Dataset records start

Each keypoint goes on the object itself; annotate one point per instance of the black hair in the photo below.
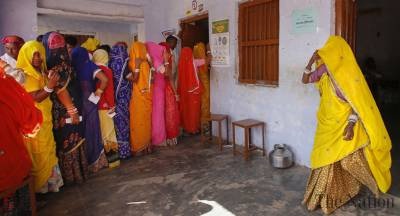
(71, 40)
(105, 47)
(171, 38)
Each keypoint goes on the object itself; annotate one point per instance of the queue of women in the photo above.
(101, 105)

Dataset records end
Dataset records start

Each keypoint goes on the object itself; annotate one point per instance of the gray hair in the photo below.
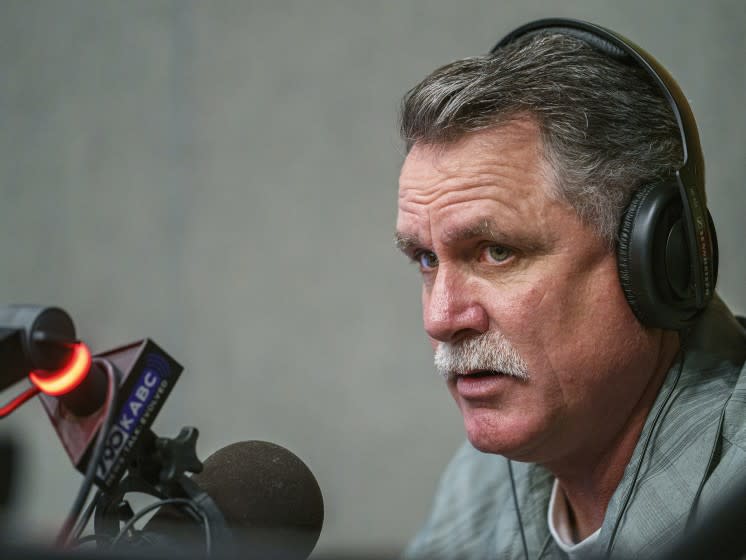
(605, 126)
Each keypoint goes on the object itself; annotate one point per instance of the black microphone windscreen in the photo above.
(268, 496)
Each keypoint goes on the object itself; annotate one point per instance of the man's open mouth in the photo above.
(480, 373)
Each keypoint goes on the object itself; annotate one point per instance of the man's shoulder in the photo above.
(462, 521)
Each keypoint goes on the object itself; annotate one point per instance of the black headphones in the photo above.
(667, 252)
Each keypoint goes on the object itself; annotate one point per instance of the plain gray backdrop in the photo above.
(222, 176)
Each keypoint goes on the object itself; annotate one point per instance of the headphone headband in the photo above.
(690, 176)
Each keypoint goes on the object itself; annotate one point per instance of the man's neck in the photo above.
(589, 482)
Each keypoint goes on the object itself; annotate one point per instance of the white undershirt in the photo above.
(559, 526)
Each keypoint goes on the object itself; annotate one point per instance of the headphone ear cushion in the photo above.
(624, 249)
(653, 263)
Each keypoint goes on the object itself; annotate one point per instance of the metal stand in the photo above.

Dataset records end
Dataset records start

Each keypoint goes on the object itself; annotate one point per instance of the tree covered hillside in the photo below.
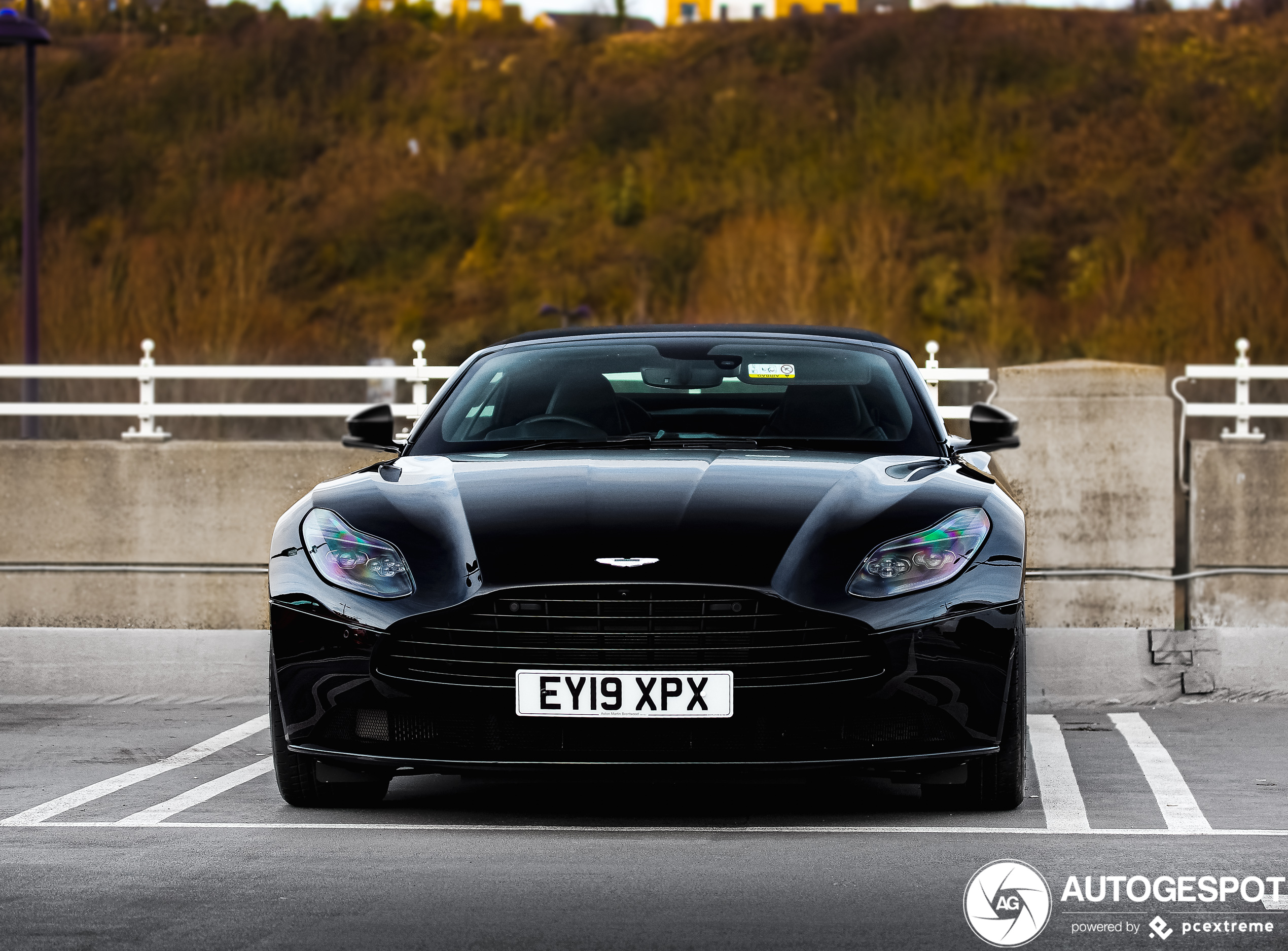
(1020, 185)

Dataset records end

* Problem description
Reproduce the records from the line containing "headphones in the photo above." up to and including the line containing "stand in the photo above.", substituting "plain gray background" for "plain gray backdrop" and leaving all else unaltered.

* Solution
Each keypoint goes on the object itself; annotate one point per instance of the black headphones in the photo above.
(667, 252)
Each keypoint goes on the object itself; annotate one point per instance of the plain gray background in the photo above.
(222, 176)
Each keypoint goes on the object itself; annotate one point per instance of the headphone headband in the photo above.
(690, 176)
Each keypoint goes on the object itself; annotate one point per instance of the man's neck in the photo above.
(589, 482)
Each keypoint goes on the object itself; annotate one point per instance of the white undershirt in the photo above.
(559, 526)
Each keypoint goes on the object itself; annotate one point per instance of the headphone ear cushion in the photo above.
(624, 249)
(653, 263)
Each keypoint goes on the object itself; annotate one point per instance of the metal stand in the photo above.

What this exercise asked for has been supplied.